» TASK:
Transcribe the records below exactly as they appear.
** start DATASET CONTENT **
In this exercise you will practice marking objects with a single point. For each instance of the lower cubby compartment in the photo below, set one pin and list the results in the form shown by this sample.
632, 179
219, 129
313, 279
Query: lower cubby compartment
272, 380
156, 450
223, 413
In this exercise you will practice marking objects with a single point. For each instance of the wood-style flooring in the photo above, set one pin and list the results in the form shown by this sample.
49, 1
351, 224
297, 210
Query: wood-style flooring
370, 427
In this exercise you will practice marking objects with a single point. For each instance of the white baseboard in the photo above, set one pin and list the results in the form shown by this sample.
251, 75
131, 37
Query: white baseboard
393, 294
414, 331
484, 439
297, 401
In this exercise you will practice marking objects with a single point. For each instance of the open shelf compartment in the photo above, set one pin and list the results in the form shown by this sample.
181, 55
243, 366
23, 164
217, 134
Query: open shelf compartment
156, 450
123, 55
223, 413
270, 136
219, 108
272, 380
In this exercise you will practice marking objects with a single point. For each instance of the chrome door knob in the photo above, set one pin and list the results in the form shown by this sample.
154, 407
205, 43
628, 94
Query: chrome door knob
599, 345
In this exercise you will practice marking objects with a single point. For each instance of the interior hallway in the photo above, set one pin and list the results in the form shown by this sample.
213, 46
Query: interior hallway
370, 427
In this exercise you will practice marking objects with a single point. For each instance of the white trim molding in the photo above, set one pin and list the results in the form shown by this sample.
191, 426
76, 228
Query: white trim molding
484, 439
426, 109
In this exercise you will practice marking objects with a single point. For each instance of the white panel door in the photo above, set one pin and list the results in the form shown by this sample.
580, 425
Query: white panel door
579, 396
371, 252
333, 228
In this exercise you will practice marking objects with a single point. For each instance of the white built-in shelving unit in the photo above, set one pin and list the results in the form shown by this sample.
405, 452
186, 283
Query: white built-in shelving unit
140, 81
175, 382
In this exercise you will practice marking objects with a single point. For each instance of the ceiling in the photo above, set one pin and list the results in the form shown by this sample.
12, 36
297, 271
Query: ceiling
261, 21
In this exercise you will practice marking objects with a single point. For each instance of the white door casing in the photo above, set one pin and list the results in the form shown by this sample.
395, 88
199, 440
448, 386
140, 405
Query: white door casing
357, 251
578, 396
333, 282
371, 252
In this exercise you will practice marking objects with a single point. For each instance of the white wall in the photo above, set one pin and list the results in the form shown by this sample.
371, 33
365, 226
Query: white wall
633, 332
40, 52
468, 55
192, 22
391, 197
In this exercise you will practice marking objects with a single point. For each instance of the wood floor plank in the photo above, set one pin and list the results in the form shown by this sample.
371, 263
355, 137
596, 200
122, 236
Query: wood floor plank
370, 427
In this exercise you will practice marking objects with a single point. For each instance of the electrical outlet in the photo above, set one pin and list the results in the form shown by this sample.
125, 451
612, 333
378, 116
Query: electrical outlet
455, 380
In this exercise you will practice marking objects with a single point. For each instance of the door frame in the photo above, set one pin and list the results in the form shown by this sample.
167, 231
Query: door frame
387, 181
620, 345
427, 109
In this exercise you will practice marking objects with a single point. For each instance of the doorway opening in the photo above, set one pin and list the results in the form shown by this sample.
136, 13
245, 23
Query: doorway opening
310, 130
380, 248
** end DATASET CONTENT **
» ANSWER TO THIS PROBLEM:
In this exercise you will practice marking objects with a single point. For each instance of the lower cubby compartment in the photo below, set one pin and list the results in the form shown by this sample.
632, 179
219, 129
313, 279
Query: lower cubby compartment
272, 380
156, 450
223, 413
In this exercise you will practice marking objects with a single point. For each instance of the wood-style flooring in the photo above, set one pin and list the results in the form shown by this sample.
49, 1
351, 224
297, 210
Query: wood-style flooring
370, 427
In this exercise you will practice marking objects with a single point. For each instance of the white baseboard in the photo above, set one pin and list the results in the form shown by this sample.
251, 75
131, 37
Query: white baseboard
393, 294
414, 331
484, 439
297, 401
In this exercise you will practice marking objects with a single point. For each instance of the open shelf compartment in the photo above, set one pin and list the results in the form shown by this sample.
181, 55
243, 366
23, 164
217, 134
Query: open shelf compartment
156, 450
123, 55
223, 413
270, 136
219, 108
272, 380
In this exercise you will practice marking objects with a single point. For each instance of the chrome door knob in the photo above, set one pin and list the results in the form shown by this sample.
154, 407
205, 43
628, 94
Query: chrome door knob
599, 345
In this exercise you will practice marking objects with a single point. For each instance of the interior hallway in the photo above, set one pin and list the results in the form shown by this sample.
213, 46
Query: interior hallway
370, 427
In this exercise you will practice marking objects with a single point. For each instance of the white trim molding in the photo above, set one pin and list the results in the form shown by this sample.
191, 426
76, 228
Query: white trim molding
484, 439
426, 109
In this exercise you will practice marking objects with a single point. For each instance of the white panel door in the photo above, set one pin and list the results in the form shown by this sample.
580, 425
Query: white panel door
579, 396
371, 252
333, 228
In this exercise you will practice marking objects with a single point. For each instance of the white built-in shelving unit in the photo above, set one pin and list the results in the form shown by this sample.
405, 452
186, 283
Query: white built-in shelving unit
140, 81
175, 382
In this exercise you will practice marking objects with a single point. For each instance of the ceiling in the photo above, set one pin and list the results in the form shown by this sample.
12, 36
297, 271
Query: ceiling
261, 21
In this exercise you will practice marking objects with a single point. For each instance of the white door casing in the photo above, set one pin and list the results in the form shown by this sample.
395, 88
199, 440
448, 386
140, 405
Query: white door casing
357, 251
578, 396
333, 282
371, 252
In this exercise you will practice marking objects with a single point. For each instance of the white wall in the photo above, set one pin and list the results in the form shown by this sample.
371, 33
365, 226
Query: white wall
633, 332
40, 52
468, 55
192, 22
391, 197
In this exercise you will practice marking objects with a single point. For each instance of the wood floor plank in the photo above, set one pin and list the results in the form shown by this sample.
371, 263
355, 137
596, 200
122, 236
Query: wood floor plank
370, 427
In this exercise you will practice marking objects with a single point. For each instance of the electrical outlet in the photo above, set one pin and list the results in the form shown by this sample.
125, 451
612, 333
378, 116
Query: electrical outlet
455, 380
In this exercise you will practice marking objects with a single point. For each instance of the door frame in the photo above, set one pin and list the results in the form shown by this sample.
167, 231
Query: door frame
387, 181
620, 345
427, 109
In this exercise you will practice marking objects with a single point. For each instance of the doorway opening in the photo above, set one pin and list the results in the form shown by this sample.
136, 13
245, 23
Query: doorway opening
310, 130
380, 248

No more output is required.